Directions for this task: Reproduce the data, guideline lines included, starting at the line containing "Annotation guideline — the target class is woman's" and stopping after the line containing "695;100;800;130". Multiply every box corner coordinate in the answers by 1.3 and round to whole numbers, halves up; leave the guideline lines as they are.

==== The records ====

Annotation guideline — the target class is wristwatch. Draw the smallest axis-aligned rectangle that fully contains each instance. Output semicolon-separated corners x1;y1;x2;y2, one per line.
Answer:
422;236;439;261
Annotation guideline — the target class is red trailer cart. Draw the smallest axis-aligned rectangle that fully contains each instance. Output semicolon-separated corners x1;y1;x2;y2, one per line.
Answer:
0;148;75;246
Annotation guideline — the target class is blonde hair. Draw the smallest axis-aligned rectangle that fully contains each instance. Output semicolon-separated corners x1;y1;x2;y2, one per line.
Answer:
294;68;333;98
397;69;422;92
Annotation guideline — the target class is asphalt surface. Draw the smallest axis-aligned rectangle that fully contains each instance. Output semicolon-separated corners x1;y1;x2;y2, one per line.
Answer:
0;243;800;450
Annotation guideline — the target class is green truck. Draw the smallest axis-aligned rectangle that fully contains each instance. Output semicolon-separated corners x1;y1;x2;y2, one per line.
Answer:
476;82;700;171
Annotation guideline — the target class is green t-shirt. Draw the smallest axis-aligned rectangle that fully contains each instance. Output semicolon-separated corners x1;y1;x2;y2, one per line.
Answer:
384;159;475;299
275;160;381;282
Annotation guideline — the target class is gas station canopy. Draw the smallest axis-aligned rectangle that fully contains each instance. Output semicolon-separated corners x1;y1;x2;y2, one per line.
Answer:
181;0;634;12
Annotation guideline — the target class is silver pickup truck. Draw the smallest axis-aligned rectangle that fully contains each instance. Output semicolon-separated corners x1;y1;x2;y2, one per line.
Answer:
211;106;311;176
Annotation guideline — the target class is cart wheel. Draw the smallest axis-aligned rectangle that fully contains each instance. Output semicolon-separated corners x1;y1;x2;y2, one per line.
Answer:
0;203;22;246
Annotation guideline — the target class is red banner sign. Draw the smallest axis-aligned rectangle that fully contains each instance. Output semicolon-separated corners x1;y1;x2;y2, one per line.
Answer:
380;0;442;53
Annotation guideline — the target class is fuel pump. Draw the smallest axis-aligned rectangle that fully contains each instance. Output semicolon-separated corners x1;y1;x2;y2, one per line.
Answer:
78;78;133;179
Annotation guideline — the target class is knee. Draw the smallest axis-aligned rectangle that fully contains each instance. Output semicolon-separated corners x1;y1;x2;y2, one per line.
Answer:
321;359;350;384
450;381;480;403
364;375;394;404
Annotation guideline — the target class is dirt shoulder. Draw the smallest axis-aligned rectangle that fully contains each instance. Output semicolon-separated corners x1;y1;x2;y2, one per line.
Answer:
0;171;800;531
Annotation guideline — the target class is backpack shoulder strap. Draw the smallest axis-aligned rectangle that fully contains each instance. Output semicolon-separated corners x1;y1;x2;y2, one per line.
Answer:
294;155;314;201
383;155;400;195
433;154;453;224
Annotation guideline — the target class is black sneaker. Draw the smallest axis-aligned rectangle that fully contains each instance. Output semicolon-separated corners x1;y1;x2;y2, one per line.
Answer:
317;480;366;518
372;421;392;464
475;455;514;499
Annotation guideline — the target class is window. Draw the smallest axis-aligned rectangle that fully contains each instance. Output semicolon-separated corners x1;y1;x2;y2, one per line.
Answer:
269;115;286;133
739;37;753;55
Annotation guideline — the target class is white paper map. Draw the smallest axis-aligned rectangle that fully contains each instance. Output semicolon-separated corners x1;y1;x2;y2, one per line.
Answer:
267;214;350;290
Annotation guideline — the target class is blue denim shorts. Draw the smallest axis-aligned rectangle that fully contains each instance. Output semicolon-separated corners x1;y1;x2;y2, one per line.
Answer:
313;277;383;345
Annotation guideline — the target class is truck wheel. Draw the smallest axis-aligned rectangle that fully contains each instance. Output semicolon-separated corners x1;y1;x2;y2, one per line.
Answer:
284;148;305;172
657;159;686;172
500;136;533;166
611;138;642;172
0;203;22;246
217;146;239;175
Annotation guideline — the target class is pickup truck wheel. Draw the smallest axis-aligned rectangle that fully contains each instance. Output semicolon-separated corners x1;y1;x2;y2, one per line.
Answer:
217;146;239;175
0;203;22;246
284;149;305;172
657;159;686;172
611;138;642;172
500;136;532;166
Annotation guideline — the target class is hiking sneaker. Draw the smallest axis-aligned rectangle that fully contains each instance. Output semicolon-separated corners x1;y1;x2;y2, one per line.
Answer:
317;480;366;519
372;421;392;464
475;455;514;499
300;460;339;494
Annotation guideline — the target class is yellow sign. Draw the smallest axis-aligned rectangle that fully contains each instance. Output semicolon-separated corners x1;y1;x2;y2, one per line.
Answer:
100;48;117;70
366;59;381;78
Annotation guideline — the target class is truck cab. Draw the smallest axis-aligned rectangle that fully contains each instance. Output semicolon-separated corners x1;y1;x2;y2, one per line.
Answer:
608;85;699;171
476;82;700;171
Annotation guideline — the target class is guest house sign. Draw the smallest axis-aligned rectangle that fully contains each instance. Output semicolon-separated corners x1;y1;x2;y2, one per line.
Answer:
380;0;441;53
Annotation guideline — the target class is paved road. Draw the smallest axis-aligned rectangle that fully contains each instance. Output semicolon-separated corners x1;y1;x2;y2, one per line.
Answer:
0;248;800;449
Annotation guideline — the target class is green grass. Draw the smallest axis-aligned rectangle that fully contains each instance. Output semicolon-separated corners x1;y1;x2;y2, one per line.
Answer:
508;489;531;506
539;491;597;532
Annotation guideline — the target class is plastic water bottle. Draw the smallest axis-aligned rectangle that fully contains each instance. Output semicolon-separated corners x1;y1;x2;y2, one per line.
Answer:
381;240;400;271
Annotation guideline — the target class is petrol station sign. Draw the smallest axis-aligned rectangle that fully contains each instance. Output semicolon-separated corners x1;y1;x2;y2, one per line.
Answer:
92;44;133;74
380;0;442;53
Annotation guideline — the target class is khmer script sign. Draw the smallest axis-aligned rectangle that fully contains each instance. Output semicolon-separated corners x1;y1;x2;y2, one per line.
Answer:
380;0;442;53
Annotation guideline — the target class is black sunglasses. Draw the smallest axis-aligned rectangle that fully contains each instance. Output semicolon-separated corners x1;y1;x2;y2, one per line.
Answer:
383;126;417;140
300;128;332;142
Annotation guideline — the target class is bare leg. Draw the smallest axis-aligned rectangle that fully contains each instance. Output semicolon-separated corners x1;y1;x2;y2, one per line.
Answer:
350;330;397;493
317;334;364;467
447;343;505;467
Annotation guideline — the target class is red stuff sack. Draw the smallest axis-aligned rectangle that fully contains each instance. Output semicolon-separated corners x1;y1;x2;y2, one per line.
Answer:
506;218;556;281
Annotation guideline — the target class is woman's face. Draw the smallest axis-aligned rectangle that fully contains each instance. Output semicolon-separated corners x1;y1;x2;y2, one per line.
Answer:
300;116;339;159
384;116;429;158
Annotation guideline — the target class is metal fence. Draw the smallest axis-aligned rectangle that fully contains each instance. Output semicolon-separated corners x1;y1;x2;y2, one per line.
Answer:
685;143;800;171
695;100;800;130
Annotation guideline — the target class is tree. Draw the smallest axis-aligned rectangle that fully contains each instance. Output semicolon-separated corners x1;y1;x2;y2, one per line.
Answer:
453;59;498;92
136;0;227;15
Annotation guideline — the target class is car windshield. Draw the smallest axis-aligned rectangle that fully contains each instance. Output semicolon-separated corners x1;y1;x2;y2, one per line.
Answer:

====

Response to this exercise:
Annotation guideline — the target class is woman's face. Draw the smallest axis-aligned rectangle that fully contains each instance. Output semicolon-separated corners x1;y1;x2;y2, one per line.
Answer:
390;151;441;207
499;151;558;205
Annotation guideline — the target class is metal fence. Draw the smallest axis-aligned rectangle that fully contains each instance. Output semicolon-separated corners x1;y1;x2;y2, one per line.
Answer:
891;186;1040;222
904;130;1040;169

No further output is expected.